> Consignes de l'exercice:
A) Selon l'extrait sur le contrôle de la recherche d'emploi, combien de conseillères compte la plateforme de Nancy ?
B) Poursuivez, s'il vous plaît, l'extrait sur le contrôle de la recherche d'emploi à partir de sa dernière phrase.

> Extrait:
- - - - - - -

Christine est l'une des 14 conseillères de la plateforme "contrôle de la recherche d'emploi" (CRE) des chômeurs de Lorraine, à Nancy. Des effectifs qui auront triplé dans les prochaines semaines, comme au niveau national (215 à 600).

A son menu cet après-midi, des rendez-vous téléphoniques avec des demandeurs, sélectionnés de manière aléatoire (au minimum un tiers des contrôles) ou sur critères comme celui d'avoir achevé une formation depuis six mois et être toujours à Pôle emploi.

Ces rendez-vous sont la troisième étape du contrôle, lorsque l'analyse du dossier informatique, puis l'envoi d'un questionnaire papier n'ont pas suffi à conclure à l'effectivité de la recherche d'emploi.

Dans le cas de M. R., inscrit depuis 2016, Christine est intriguée "qu'il ne se soit rien passé de nouveau sur sa formation" depuis juillet alors qu'elle "a constaté des candidatures à des agences d'intérim", mais comme agent d'entretien.

Au fil de la conversation, ce jeune homme de 27 ans confie qu'il n'a pas fait le "stage d'immersion en entreprise". "Les stages, j'en ai un peu marre", dit-il, n'ayant visiblement pas compris que c'était la condition pour que Pôle emploi finance sa formation.

Christine changera ses modalités d'accompagnement en agence, de "guidé" à "renforcé", afin qu'il soit vu plus régulièrement: "C'est quelqu'un qui a besoin d'être pris par la main".

- Lutter contre le décrochage -

Le contrôle "permet de redynamiser ceux qui sont découragés, lutter contre le décrochage et identifier ceux qui ne sont pas autonomes", résume la responsable de l'équipe, Aziza Aifi.

Comme Mme B., 56 ans, inscrite depuis juin 2018, dont le profil informatique fait état d'une recherche de poste d'aide soignante, son métier pendant 20 ans. Mais dans son questionnaire, elle explique vouloir travailler auprès d'enfants handicapés ou... comme toiletteuse pour chiens.

"Madame, il va falloir faire le tri et revoir votre profil", lui explique Pauline. "N'hésitez pas à aller en agence, des jeunes sont là en service civique pour vous aider sur internet", conseille-t-elle à Mme B., qui avoue "ne rien y connaître".

- - - - - - -

> Enregistrements fournis:

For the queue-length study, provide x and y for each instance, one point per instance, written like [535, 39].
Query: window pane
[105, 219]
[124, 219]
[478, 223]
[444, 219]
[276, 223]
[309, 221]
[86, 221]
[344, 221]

- - - - - - -

> Réponses dans l'ordre:
A) La plateforme de Nancy compte 14 conseillères.

B)
En Lorraine comme ailleurs, le numérique reste un gros frein à la recherche d'emploi pour les demandeurs de plus de 50 ans, dont un tiers se disent "peu familiers du web", selon une récente étude de Pôle emploi.

Pauline se souvient d'avoir appris à un boulanger de 55 ans au chômage qu'il avait quatre offres d'emploi sur son espace personnel. "Il ne savait pas le consulter. Heureusement, après le contrôle, il a pu retrouver un CDD puis un CDI".

Pour Mme B., le contrôle s'arrêtera avec l'envoi du compte rendu d'entretien à son "conseiller référent" en agence, avec qui "on a le même objectif de retour à l'emploi mais on ne mélange pas les casquettes", explique Laurence Lefèvre-Corcy, directrice du CRE pour le Grand Est.

Mais parfois le rappel "aux devoirs du demandeur d'emploi", souvent "bien accepté" selon les équipes, ne suffit pas.

C'est le cas cet après-midi là d'un demandeur qui a dit à son agence être en convalescence depuis octobre mais n'a pas envoyé d'arrêt maladie, a donné un faux numéro de téléphone, n'a pas répondu au questionnaire ni téléphoné lors du rendez-vous fixé par courrier...

Lui va recevoir un courrier d'avertissement. Sans réponse dans les deux semaines, Pôle emploi le sanctionnera d'un mois de radiation des listes avec suppression de son allocation. Il aura deux mois pour déposer un recours s'il conteste la sanction.

"Notre rôle est aussi de fiabiliser la liste des demandeurs d'emploi et des chiffres du chômage", assume Mme Lefèvre-Corcy qui n'a cependant "aucun objectif chiffré".

En 2016, seuls 14% des 139.000 demandeurs contrôlés ont été radiés pour insuffisance de recherche. "Cela permet de couper court aux idées reçues sur les chômeurs qui ne chercheraient pas de boulot", se réjouit-elle.